*Rows*

"""

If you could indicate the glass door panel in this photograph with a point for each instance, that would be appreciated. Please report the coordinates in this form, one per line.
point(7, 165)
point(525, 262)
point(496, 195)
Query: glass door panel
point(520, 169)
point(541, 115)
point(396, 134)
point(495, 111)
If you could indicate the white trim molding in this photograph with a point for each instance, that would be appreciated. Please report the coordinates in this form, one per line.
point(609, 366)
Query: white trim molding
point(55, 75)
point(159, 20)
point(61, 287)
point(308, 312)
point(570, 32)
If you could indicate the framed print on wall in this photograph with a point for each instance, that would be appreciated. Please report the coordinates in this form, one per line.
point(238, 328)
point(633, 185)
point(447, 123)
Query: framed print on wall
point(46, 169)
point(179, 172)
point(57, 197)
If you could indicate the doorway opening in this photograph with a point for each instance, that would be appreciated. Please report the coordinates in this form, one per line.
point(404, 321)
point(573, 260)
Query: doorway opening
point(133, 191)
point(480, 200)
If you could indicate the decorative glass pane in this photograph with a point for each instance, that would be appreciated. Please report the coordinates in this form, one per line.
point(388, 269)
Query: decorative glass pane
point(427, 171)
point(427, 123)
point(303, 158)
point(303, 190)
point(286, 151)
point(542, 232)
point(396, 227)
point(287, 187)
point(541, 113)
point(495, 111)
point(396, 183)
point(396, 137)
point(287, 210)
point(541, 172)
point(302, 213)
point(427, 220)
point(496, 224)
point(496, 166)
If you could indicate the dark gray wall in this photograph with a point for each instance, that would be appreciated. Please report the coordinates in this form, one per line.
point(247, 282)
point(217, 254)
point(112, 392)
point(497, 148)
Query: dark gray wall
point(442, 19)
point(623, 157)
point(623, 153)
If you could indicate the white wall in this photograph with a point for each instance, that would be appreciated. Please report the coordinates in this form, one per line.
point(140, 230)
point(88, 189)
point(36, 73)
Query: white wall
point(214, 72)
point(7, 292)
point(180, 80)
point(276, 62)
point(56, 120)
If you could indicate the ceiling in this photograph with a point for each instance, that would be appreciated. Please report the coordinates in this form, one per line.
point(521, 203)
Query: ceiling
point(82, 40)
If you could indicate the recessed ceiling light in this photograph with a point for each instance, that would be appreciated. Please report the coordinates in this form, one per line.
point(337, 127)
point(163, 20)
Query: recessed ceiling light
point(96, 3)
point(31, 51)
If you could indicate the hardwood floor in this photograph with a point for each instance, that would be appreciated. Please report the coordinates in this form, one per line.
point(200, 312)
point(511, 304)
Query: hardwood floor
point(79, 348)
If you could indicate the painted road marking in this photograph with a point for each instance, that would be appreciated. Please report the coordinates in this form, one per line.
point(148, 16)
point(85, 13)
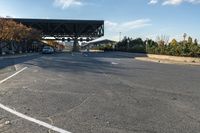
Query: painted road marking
point(33, 120)
point(114, 63)
point(41, 123)
point(2, 81)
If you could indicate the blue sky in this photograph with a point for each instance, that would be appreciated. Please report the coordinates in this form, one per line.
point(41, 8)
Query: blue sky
point(134, 18)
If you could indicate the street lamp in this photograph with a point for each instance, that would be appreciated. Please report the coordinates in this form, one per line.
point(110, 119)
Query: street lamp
point(128, 41)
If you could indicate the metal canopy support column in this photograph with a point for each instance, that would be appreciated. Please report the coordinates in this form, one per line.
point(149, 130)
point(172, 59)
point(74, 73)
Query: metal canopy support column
point(75, 45)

"""

*Your goal*
Copy every row above word for word, leaving out the pictures.

*Correct response*
If you could indicate the glass door panel in this photograph with a point for each instance, that would be appreciated. Please report the coordinates in this form, one per line.
point(7, 165)
point(525, 262)
point(496, 195)
Query: glass door panel
point(520, 169)
point(541, 115)
point(396, 134)
point(495, 111)
If you could indicate the white trim molding in this photograph with a point for each instance, that would be appreciated. Please report the coordinates in this form, one per line.
point(609, 366)
Query: white trim molding
point(55, 75)
point(159, 20)
point(61, 287)
point(308, 312)
point(570, 32)
If you could indicate the framed print on wall in this photograph with a point for each instance, that would be appreciated. Please report the coordinates in this form, one per line.
point(238, 328)
point(633, 185)
point(447, 123)
Query: framed print on wall
point(46, 169)
point(179, 172)
point(57, 197)
If you could indicate the doorway opening in this photograph with a point for each instance, that would be appreciated. Please report the coordinates in this form, one per line.
point(404, 321)
point(573, 260)
Query: doorway opening
point(133, 191)
point(480, 200)
If you could indicate the decorative glass pane in this photograph with a point for each instance, that would be appreciated. Please report the coordinates in this form, one per line.
point(388, 269)
Query: decorative glass pane
point(427, 171)
point(427, 123)
point(303, 158)
point(303, 190)
point(286, 151)
point(542, 232)
point(396, 227)
point(287, 187)
point(541, 113)
point(495, 111)
point(396, 183)
point(396, 137)
point(287, 210)
point(541, 172)
point(302, 213)
point(427, 220)
point(496, 224)
point(496, 166)
If you could indicate the dark gray wall in this photograph with a point for each instance, that would be appreciated. Please report the coordinates in this form, one per line.
point(247, 282)
point(217, 254)
point(112, 392)
point(497, 148)
Query: dark gray wall
point(442, 19)
point(623, 157)
point(623, 153)
If you could indicate the white wall in this photograph with a point for each instance, that would be appreciated. Please report the coordinates in this form, one per line.
point(140, 230)
point(88, 189)
point(36, 73)
Query: white wall
point(214, 72)
point(7, 292)
point(180, 80)
point(276, 62)
point(56, 120)
If you could indicate the ceiling in this photograph with a point for each instance, that would be appreciated. Please report the coordinates in this form, one per line.
point(521, 203)
Query: ceiling
point(82, 40)
If you could indicate the recessed ceiling light in this photograph with a point for each instance, that would be appreciated. Please report the coordinates in this form, one per line.
point(337, 127)
point(163, 20)
Query: recessed ceiling light
point(96, 3)
point(31, 51)
If you could indicate the hardwood floor in this photograph with a point for each instance, that would be appreciated. Please report the coordinates in this form, one per line.
point(200, 312)
point(511, 304)
Query: hardwood floor
point(79, 348)
If you could indicate the painted road marking in this photograph with a point for each instance, that would be appreciated. Please report the coordinates in this form, one per line.
point(148, 16)
point(85, 13)
Query: painted road marking
point(33, 120)
point(114, 63)
point(41, 123)
point(2, 81)
If you could indicate the blue sky in this photograph with a point for each instance, that would be appreciated. Please report the coordinates in this form, one per line.
point(41, 8)
Query: blue sky
point(134, 18)
If you could indicate the street lamp in this photograph with a point for each instance, that would be appreciated. Please report the coordinates in this form, one per line.
point(110, 119)
Query: street lamp
point(128, 41)
If you could indicate the metal canopy support column in this photograph with a point for each instance, that would be appreciated. Please report the coordinates in this form, one per line.
point(149, 130)
point(172, 59)
point(74, 73)
Query: metal canopy support column
point(75, 45)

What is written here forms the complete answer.